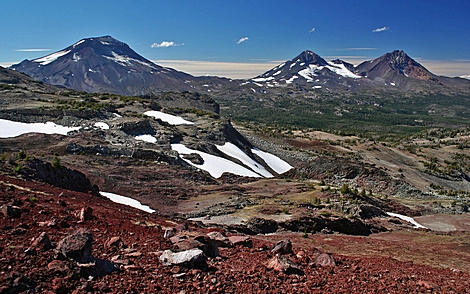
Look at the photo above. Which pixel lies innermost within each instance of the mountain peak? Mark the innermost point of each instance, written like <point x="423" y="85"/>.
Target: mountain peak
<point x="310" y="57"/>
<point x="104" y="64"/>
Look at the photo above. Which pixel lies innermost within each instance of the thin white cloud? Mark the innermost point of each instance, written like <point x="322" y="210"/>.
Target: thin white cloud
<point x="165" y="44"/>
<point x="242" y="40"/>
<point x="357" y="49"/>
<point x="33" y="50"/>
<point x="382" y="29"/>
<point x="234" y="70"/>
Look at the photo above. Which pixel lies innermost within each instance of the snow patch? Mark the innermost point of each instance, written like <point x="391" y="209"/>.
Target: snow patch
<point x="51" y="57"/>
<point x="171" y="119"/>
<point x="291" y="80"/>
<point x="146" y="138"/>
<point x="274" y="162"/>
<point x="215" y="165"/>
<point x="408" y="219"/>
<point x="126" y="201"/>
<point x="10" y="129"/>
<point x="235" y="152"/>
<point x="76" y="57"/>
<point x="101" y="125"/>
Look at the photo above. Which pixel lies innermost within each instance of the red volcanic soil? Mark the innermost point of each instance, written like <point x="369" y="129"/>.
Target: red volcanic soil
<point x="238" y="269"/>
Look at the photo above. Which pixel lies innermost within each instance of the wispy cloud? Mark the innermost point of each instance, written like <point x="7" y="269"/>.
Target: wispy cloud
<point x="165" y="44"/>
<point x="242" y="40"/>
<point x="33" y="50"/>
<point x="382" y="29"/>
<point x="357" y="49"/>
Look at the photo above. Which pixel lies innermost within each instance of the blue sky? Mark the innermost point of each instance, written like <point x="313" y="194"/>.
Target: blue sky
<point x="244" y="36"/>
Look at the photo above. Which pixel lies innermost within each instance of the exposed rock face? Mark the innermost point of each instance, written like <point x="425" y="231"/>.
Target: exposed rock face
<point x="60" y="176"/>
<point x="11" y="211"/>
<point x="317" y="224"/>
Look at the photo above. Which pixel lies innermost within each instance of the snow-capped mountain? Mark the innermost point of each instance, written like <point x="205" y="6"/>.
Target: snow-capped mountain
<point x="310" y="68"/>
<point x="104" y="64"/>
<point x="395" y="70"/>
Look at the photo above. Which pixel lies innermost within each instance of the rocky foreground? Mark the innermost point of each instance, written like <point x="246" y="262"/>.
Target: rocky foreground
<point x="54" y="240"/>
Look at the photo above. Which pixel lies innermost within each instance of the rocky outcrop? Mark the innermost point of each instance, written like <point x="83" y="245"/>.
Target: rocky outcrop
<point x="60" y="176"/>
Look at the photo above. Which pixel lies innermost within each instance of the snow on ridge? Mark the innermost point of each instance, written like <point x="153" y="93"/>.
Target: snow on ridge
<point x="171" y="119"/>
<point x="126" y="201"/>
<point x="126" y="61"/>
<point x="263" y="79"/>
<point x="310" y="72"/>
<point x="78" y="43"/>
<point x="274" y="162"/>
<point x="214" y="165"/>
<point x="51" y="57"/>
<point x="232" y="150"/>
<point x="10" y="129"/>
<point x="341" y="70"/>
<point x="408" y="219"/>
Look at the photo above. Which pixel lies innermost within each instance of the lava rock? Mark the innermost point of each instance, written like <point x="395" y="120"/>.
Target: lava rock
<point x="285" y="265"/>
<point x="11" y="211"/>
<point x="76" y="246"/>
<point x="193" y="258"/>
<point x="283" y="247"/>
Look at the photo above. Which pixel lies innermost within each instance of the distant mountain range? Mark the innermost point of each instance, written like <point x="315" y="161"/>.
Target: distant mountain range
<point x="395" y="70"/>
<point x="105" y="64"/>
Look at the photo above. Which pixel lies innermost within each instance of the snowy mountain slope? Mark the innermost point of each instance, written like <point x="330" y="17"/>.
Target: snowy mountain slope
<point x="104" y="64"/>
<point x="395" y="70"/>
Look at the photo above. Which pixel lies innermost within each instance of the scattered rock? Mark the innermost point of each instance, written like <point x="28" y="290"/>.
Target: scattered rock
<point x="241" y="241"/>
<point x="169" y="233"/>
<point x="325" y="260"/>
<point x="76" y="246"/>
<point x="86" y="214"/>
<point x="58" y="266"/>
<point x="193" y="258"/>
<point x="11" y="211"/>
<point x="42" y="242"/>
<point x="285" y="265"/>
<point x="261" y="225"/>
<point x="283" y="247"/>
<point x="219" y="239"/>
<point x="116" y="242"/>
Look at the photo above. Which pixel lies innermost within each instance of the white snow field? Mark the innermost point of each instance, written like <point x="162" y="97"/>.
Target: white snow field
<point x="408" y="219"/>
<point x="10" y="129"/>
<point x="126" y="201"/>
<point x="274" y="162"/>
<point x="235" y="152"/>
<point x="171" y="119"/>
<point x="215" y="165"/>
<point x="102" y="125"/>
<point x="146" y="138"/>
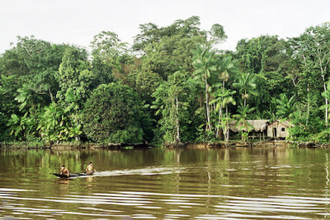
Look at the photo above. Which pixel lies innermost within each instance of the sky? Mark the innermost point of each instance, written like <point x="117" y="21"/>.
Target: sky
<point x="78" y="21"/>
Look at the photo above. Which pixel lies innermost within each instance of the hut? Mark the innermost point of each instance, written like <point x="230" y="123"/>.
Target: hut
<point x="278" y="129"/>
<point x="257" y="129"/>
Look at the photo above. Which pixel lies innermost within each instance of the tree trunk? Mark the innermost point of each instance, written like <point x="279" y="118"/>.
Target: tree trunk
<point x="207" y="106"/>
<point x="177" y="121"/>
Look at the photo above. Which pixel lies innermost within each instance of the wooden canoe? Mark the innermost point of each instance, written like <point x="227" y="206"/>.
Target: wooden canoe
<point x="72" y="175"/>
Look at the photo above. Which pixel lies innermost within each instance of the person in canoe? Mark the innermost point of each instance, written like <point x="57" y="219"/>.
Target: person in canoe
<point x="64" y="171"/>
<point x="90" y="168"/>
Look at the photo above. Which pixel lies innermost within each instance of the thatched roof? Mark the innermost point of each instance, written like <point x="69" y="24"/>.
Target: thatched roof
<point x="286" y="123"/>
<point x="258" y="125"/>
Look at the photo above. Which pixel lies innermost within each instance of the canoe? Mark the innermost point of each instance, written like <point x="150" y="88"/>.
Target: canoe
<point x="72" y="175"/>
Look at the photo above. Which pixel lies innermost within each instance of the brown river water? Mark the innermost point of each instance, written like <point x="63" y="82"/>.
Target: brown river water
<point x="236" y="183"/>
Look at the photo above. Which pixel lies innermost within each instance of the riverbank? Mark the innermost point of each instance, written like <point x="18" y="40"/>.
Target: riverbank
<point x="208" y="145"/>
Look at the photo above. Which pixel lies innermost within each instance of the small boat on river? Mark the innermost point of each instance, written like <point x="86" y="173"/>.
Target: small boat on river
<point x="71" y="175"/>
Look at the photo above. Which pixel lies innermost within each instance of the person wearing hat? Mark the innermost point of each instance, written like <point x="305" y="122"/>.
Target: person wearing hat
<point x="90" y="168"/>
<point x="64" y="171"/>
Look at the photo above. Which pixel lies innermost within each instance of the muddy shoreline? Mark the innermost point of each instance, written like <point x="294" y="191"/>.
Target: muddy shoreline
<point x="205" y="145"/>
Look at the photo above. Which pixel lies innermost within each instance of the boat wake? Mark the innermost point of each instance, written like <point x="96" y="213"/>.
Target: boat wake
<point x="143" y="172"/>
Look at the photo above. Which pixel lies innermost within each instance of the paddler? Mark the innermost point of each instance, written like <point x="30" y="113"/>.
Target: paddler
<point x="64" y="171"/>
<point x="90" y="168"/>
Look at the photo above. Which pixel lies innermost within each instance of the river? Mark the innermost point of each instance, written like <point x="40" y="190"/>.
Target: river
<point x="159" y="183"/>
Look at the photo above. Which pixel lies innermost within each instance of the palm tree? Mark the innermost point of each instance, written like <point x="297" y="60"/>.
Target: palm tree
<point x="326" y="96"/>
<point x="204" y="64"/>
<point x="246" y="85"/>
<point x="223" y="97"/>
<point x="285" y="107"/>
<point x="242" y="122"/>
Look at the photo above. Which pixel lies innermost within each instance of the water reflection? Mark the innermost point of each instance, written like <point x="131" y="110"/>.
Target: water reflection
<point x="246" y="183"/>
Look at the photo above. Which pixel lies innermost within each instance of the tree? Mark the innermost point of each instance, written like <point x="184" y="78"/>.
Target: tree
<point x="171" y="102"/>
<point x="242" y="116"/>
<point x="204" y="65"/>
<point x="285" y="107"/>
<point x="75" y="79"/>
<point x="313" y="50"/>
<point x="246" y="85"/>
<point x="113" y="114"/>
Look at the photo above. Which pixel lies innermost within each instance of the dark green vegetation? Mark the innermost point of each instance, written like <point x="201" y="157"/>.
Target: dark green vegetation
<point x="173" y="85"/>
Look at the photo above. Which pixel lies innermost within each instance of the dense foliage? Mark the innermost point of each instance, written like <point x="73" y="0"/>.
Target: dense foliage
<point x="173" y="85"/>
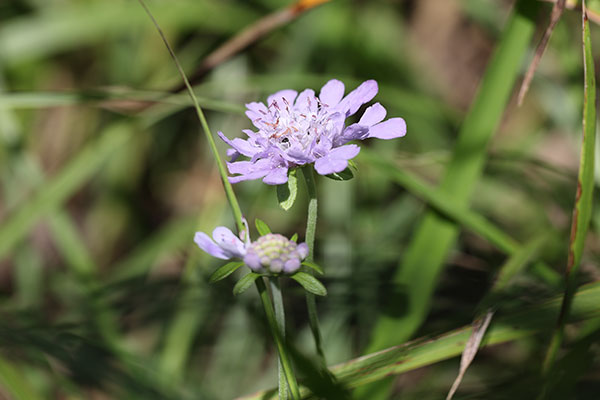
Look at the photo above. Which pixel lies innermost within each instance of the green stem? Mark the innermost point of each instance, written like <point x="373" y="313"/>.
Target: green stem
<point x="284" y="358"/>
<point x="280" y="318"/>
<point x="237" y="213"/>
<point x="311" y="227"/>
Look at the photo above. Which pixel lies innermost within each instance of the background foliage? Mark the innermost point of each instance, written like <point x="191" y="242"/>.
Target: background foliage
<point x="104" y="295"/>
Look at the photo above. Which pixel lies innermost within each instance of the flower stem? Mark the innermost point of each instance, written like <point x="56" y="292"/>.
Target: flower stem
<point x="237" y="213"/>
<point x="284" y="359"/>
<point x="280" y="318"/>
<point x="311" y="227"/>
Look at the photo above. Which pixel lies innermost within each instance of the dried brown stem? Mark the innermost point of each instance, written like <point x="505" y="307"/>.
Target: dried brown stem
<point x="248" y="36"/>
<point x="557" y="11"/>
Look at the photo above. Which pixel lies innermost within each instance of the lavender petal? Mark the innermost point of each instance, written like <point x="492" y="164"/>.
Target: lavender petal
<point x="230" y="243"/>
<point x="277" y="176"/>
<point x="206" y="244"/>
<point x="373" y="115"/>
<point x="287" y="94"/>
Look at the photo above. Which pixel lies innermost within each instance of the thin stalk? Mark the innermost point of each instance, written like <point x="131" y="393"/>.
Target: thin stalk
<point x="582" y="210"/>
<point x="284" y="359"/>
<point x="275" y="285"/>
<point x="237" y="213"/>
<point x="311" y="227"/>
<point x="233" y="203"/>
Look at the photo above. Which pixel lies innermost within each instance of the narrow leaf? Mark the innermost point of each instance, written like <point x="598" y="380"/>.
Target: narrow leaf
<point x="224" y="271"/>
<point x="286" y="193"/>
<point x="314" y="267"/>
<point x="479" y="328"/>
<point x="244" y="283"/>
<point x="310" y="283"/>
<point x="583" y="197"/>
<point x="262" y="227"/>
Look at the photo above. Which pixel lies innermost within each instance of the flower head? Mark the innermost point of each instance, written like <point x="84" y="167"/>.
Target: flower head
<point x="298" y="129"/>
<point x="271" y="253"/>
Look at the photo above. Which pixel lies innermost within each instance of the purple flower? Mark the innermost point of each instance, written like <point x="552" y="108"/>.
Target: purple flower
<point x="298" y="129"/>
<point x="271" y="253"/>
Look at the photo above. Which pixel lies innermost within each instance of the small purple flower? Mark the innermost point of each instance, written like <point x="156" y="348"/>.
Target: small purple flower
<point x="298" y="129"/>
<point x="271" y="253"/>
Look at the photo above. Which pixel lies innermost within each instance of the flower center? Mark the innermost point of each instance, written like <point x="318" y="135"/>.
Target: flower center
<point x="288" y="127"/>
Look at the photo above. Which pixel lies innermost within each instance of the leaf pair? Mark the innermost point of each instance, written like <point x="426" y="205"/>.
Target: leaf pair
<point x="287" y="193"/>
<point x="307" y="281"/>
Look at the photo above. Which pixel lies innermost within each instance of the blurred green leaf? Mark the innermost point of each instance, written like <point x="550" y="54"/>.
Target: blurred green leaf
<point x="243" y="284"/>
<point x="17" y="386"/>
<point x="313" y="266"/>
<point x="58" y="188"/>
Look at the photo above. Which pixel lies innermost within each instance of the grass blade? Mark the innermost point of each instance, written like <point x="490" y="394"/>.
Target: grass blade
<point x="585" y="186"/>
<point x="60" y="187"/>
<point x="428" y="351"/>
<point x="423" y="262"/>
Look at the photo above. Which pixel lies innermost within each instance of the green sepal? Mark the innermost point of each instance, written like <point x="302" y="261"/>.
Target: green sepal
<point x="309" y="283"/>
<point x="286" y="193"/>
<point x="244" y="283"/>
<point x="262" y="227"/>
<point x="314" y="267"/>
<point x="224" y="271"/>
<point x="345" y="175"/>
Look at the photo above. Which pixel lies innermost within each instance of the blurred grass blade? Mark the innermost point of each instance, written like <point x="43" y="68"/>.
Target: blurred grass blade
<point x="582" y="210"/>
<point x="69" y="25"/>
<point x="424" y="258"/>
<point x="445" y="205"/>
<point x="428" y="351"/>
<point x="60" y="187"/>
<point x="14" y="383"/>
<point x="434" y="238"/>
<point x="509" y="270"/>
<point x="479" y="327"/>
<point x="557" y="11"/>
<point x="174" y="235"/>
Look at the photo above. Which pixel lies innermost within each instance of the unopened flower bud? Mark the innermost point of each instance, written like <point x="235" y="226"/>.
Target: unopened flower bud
---------------
▶ _HOW TO COMPLETE THIS TASK_:
What lines in the data include the string "unopened"? Copy each one.

▶ _EXERCISE OUTPUT_:
Look at the photo above. Which pixel lies innermost within each instance of the unopened flower bud? Mark the innermost point of each instance, written like <point x="235" y="226"/>.
Target: unopened flower bud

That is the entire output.